### AUSGEWÄHLTER AUSZUG
--------------------------------

Die Beklagte ist der Auffassung, die Tätigkeit der Klägerin erfolge jedenfalls zum überwiegenden Teil an einer Schulbibliothek. Sowohl der Name der Bibliothek, die Lage der Bibliothek, deren Finanzierung im Rahmen der Schulträgerschaft und deren tatsächliche Nutzung hauptsächlich durch Schüler und Lehrer würden dies nahe legen. Dass diese darüber hinaus zum geringeren Teil auch als Gemeindebibliothek mit öffentlichem Benutzerkreis fungiere, sei nicht ausschlaggebend. Insoweit handele es sich um zwei getrennte Arbeitsvorgänge, von denen der die Schulbibliothek betreffende mehr als 50 % Zeitanteile ausmache. Weiterhin sei die Klägerin nicht Leiterin, sondern lediglich einzige festangestellte Mitarbeiterin der Bibliothek. Zwar weise sie gründliche und vielseitige Fachkenntnisse auf und erbringe in nicht unerheblichem Umfang selbstständige Leistungen, aber mangels hierfür erforderlicher Ausbildung und Tätigkeit käme die begehrte Höhergruppierung nicht in Betracht.

--------------------------------

### KURZAUFGABE A
Schreiben Sie die Einträge unverändert ab: Beginnen Sie bei der Zeile mit "Q1: Can you locate the grey" und hören Sie nach der Zeile mit "251;288;305;315" auf.

--------------------------------

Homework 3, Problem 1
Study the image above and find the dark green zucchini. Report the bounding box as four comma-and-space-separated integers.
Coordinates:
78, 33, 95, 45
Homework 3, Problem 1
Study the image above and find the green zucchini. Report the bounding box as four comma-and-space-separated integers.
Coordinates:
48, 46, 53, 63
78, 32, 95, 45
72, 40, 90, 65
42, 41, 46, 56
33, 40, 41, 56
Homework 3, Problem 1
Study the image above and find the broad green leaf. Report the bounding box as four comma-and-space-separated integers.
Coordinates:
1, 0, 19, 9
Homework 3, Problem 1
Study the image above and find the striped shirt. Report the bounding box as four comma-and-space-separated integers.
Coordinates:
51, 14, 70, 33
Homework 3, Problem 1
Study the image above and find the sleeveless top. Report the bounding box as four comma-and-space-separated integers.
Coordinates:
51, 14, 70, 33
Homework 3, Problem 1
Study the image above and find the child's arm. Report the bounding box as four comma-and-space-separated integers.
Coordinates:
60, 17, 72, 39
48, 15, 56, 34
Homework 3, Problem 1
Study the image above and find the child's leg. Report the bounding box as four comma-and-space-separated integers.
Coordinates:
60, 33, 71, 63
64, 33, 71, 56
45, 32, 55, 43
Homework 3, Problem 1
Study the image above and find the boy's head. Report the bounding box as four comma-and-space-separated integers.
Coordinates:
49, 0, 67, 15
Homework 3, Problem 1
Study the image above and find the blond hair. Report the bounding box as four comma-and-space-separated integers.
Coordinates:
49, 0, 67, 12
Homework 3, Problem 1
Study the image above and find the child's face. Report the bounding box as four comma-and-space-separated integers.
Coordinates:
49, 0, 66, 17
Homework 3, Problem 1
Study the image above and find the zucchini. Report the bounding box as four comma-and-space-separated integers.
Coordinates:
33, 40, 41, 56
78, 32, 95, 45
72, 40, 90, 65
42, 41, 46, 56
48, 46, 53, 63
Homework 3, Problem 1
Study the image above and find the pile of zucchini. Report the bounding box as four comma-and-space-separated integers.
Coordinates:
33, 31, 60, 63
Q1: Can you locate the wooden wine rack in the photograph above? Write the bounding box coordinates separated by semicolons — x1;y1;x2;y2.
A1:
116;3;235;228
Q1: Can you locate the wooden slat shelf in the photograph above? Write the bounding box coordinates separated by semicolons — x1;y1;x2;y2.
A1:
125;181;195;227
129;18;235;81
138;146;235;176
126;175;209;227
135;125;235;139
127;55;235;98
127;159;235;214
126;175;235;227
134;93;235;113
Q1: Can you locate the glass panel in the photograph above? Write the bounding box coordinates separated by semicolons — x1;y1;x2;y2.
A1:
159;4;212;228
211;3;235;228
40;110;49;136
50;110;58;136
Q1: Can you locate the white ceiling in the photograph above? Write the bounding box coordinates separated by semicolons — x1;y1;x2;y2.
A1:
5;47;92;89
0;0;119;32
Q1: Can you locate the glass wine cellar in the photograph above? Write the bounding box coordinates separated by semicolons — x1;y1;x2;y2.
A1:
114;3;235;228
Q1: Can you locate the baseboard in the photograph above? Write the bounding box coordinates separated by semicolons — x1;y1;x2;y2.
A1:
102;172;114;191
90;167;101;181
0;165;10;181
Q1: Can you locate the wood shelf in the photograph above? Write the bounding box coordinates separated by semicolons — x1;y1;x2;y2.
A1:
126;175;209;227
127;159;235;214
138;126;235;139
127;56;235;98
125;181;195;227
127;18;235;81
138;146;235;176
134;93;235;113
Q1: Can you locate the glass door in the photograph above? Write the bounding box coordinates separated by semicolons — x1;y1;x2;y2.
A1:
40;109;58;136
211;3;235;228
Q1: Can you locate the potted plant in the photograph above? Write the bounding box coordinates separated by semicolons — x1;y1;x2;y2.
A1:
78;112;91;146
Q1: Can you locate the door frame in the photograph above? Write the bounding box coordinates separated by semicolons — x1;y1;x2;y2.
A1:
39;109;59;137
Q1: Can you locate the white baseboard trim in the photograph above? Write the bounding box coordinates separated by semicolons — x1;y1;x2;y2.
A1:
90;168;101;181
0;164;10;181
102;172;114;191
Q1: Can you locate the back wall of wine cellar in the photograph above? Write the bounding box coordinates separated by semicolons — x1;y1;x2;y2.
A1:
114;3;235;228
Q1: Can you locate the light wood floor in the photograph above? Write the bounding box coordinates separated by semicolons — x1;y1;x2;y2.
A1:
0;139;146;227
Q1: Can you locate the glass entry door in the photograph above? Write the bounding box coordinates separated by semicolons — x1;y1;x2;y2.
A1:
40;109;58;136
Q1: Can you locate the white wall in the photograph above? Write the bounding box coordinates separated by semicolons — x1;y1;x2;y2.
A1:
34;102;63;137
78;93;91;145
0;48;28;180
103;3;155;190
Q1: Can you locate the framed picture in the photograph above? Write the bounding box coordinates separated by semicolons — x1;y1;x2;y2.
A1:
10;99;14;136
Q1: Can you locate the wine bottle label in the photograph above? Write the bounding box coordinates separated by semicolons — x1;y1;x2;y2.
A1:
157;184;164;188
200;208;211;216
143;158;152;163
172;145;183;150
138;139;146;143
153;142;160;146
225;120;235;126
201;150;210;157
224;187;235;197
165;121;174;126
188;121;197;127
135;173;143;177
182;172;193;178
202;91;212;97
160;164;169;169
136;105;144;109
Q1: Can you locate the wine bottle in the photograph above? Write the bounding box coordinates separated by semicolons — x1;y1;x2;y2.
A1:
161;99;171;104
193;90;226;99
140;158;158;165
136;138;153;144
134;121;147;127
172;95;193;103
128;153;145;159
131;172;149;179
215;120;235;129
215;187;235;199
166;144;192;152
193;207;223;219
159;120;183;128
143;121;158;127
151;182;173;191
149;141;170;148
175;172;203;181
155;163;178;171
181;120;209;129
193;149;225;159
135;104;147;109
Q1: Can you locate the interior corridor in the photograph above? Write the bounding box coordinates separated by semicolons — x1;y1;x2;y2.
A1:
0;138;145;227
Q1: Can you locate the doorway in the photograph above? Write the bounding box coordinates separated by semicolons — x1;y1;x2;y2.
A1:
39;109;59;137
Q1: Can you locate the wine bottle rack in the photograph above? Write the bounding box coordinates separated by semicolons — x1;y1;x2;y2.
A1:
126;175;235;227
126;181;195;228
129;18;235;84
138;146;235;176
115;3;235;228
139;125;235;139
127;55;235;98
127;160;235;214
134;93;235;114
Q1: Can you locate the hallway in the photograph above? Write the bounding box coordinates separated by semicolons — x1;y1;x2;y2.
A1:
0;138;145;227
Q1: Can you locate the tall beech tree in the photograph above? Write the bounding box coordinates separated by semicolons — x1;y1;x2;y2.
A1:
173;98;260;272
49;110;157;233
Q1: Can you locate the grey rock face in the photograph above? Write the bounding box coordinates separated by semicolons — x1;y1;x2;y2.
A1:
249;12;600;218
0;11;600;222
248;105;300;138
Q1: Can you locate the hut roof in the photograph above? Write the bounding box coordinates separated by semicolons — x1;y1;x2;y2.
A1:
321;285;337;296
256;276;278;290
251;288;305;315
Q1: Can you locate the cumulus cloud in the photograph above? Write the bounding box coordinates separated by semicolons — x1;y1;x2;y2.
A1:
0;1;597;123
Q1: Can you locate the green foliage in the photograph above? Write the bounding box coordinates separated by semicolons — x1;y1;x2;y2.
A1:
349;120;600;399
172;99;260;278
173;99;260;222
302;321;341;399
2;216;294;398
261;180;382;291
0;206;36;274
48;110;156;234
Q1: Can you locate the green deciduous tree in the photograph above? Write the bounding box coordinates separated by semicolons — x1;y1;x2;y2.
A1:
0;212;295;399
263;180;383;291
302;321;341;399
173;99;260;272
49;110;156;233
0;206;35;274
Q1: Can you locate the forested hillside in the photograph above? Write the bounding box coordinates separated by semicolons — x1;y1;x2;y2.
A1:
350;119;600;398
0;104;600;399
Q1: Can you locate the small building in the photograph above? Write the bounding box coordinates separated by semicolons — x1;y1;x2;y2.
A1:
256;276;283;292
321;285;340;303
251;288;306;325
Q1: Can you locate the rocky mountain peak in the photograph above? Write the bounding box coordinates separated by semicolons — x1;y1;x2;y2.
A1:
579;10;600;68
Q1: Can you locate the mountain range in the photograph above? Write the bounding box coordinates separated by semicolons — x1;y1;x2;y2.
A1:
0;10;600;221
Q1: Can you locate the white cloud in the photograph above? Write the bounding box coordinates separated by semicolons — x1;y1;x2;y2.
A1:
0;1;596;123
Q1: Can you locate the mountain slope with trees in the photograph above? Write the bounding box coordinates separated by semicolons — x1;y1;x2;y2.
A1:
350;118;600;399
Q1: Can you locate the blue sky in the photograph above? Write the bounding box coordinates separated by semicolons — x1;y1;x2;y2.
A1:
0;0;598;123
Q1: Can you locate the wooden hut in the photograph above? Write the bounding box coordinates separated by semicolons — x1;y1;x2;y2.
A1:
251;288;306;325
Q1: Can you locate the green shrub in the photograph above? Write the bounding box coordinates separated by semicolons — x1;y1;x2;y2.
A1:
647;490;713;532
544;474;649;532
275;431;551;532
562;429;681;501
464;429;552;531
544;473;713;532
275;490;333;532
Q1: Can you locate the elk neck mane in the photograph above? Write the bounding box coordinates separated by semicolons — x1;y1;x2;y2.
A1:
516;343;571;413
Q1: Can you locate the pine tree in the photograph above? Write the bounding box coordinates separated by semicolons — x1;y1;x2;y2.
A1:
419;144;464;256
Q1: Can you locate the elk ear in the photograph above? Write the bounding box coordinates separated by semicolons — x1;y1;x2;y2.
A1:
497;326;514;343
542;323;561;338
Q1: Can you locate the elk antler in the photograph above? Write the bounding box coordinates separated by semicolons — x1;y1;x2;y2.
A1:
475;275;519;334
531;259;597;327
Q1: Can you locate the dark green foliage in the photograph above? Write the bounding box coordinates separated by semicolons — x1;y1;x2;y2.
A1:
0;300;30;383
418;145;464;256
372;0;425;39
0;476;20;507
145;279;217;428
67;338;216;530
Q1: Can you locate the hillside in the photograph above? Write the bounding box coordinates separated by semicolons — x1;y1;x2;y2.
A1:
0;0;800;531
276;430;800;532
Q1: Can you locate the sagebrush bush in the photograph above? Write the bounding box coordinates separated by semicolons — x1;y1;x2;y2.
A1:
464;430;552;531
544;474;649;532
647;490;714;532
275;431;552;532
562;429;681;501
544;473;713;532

--------------------------------

### KURZAUFGABE B
Beantworten Sie anhand des ausgewählten Auszugs kurz diese Fragen:
(i) Von wem wird die Bibliothek nach Auffassung der Beklagten hauptsächlich genutzt?
(ii) Wie hoch ist laut Beklagter der Zeitanteil des Arbeitsvorgangs, der die Schulbibliothek betrifft?
(iii) Welche Stellung hat die Klägerin nach Ansicht der Beklagten in der Bibliothek?

### LÖSUNG A
Q1: Can you locate the grey rock face in the photograph above? Write the bounding box coordinates separated by semicolons — x1;y1;x2;y2.
A1:
249;12;600;218
0;11;600;222
248;105;300;138
Q1: Can you locate the hut roof in the photograph above? Write the bounding box coordinates separated by semicolons — x1;y1;x2;y2.
A1:
321;285;337;296
256;276;278;290
251;288;305;315

### LÖSUNG B
(i) Von Schülern und Lehrern.
(ii) Mehr als 50 %.
(iii) Sie ist nicht Leiterin, sondern lediglich die einzige festangestellte Mitarbeiterin der Bibliothek.